Stored records:
..........

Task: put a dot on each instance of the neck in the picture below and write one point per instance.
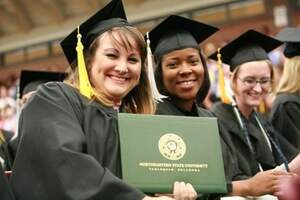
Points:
(245, 110)
(186, 105)
(117, 104)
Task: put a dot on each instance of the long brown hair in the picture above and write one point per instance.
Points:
(289, 81)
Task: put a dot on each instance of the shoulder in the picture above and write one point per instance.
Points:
(220, 109)
(166, 108)
(204, 112)
(284, 98)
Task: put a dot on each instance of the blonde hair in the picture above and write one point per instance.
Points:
(139, 99)
(236, 70)
(289, 81)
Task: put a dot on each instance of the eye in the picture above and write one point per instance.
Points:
(195, 61)
(112, 55)
(172, 65)
(249, 81)
(265, 81)
(133, 60)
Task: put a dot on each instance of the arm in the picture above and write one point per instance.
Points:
(53, 156)
(262, 183)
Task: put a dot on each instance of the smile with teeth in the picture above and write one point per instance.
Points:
(118, 78)
(186, 83)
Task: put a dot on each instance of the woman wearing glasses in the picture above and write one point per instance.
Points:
(259, 147)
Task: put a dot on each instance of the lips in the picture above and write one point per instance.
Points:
(185, 83)
(118, 78)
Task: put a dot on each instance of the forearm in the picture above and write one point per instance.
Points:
(240, 188)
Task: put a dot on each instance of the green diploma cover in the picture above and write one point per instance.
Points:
(157, 150)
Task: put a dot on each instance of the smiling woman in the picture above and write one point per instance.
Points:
(70, 146)
(259, 147)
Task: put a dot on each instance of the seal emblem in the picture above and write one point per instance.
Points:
(171, 146)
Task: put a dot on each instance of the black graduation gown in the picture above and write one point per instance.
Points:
(285, 117)
(262, 153)
(5, 191)
(5, 153)
(69, 149)
(167, 107)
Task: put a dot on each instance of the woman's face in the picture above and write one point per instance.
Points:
(114, 70)
(252, 83)
(183, 73)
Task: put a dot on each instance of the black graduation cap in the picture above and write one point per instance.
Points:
(110, 16)
(30, 80)
(291, 37)
(249, 46)
(177, 32)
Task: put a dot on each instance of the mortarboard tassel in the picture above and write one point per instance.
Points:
(155, 93)
(262, 107)
(84, 83)
(221, 81)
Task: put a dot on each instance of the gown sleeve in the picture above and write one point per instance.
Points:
(285, 119)
(52, 160)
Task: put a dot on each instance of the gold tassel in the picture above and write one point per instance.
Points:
(221, 81)
(84, 83)
(262, 107)
(155, 93)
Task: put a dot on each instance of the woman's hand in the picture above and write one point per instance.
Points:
(184, 191)
(294, 165)
(266, 182)
(181, 191)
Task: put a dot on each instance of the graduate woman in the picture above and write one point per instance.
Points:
(69, 147)
(285, 110)
(259, 147)
(181, 75)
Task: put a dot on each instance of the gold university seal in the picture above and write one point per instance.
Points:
(171, 146)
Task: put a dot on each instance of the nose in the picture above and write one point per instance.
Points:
(185, 69)
(257, 87)
(121, 67)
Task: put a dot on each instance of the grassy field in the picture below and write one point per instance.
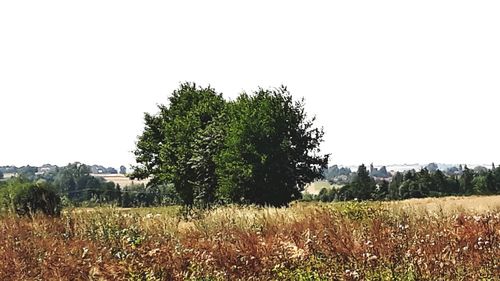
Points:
(428, 239)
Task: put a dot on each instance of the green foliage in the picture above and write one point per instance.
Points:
(26, 198)
(172, 146)
(259, 149)
(424, 183)
(271, 149)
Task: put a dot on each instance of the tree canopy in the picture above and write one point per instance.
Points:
(260, 148)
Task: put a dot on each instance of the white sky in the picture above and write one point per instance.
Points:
(390, 81)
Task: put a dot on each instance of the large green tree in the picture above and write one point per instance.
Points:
(270, 150)
(170, 148)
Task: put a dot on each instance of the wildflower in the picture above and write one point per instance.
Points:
(85, 252)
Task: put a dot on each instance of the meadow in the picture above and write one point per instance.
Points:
(453, 238)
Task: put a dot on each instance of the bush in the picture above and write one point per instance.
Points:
(27, 198)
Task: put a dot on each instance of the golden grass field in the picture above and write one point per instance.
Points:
(452, 238)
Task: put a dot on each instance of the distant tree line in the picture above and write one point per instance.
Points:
(413, 184)
(73, 185)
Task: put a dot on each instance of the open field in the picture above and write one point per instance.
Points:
(428, 239)
(120, 179)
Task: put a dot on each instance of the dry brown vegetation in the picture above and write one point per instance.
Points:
(336, 241)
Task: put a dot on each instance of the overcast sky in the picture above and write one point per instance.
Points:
(390, 81)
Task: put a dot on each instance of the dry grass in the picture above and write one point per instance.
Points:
(339, 241)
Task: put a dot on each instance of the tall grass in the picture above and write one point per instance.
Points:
(339, 241)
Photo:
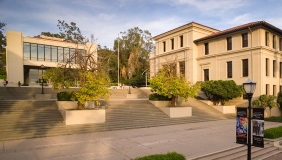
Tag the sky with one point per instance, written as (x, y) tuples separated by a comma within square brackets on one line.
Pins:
[(107, 18)]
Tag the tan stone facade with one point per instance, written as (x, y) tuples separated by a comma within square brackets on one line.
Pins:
[(251, 50), (25, 55)]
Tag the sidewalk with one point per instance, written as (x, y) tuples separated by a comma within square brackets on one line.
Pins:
[(191, 140)]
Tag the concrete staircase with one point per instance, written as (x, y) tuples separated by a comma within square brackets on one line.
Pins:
[(240, 153), (30, 119)]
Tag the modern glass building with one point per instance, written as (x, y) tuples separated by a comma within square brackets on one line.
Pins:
[(26, 55)]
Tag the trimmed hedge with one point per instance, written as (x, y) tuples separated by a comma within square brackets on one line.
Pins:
[(168, 156), (65, 96), (274, 119), (157, 97), (273, 133)]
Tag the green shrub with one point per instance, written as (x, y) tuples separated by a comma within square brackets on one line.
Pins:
[(168, 156), (274, 119), (157, 97), (65, 96), (273, 133)]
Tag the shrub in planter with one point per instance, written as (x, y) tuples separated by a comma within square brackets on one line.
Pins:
[(157, 97), (65, 96), (273, 133), (168, 156)]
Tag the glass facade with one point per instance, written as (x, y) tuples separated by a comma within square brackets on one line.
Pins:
[(41, 52)]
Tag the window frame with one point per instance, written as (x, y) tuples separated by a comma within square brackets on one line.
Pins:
[(229, 69), (245, 40), (206, 48), (229, 43), (245, 67)]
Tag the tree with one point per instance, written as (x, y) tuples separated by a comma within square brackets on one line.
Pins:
[(135, 46), (2, 38), (170, 84), (82, 67), (221, 91), (266, 101), (69, 32)]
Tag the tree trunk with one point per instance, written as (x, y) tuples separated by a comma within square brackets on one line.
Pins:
[(80, 106), (173, 101)]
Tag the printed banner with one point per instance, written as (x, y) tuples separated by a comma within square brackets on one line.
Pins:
[(241, 126), (258, 127)]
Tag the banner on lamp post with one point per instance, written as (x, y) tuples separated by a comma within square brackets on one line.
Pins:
[(241, 126), (258, 127)]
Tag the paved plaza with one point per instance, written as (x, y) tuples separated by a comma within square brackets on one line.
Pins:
[(191, 140)]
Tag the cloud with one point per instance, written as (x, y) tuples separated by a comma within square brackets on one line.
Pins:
[(207, 5)]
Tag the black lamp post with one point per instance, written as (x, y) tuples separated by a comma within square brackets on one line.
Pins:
[(129, 76), (249, 87), (42, 80)]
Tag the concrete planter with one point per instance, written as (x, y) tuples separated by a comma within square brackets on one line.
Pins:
[(83, 116), (225, 109), (161, 103), (173, 112), (66, 105)]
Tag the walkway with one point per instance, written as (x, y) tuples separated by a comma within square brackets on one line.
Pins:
[(191, 140)]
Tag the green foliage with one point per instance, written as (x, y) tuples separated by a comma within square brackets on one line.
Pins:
[(221, 91), (95, 86), (168, 84), (3, 73), (134, 46), (69, 32), (279, 99), (168, 156), (2, 39), (65, 96), (273, 133), (157, 97), (266, 101), (274, 119)]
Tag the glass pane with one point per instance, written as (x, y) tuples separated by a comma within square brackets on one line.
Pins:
[(60, 54), (66, 54), (48, 53), (33, 52), (26, 50), (72, 55), (54, 54)]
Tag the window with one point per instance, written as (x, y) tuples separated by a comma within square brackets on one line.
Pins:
[(172, 44), (274, 68), (266, 67), (274, 90), (48, 53), (280, 44), (274, 42), (33, 49), (182, 68), (229, 43), (26, 50), (245, 40), (206, 75), (54, 54), (280, 67), (206, 48), (266, 38), (245, 69), (181, 41), (229, 69), (267, 89)]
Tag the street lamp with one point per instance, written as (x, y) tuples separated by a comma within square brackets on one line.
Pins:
[(249, 87), (42, 80), (129, 76)]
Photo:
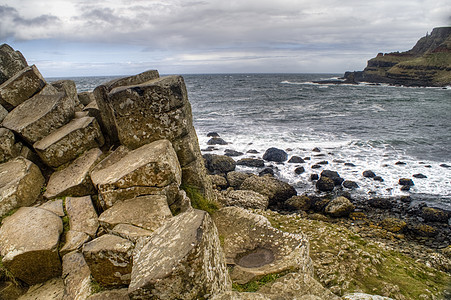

..........

__PROMPT__:
Your task for the entries above: copy exactly the span starting with the line with "Tag the green foliage" and going on through the line with "Tag the window with", both lines included, and nothing else.

__EXERCISE RESULT__:
Tag the green foliage with one point per instance, written as (x, y) tuples separated by a comma within square brackets on one line.
Pins:
[(221, 91), (95, 86), (168, 84), (3, 73), (134, 46), (69, 32), (279, 99), (168, 156), (2, 39), (65, 96), (273, 133), (157, 97), (266, 101), (274, 119)]
Tag the glass pane with one point per instance, written as (x, y) tuples separated by a comma within square brackets on one line.
Pins:
[(60, 54), (66, 54), (48, 53), (33, 52), (26, 50), (72, 55), (54, 54)]
Tag the window with one point per instance, written as (x, y) tuples separated by a comma within square brackets on one line.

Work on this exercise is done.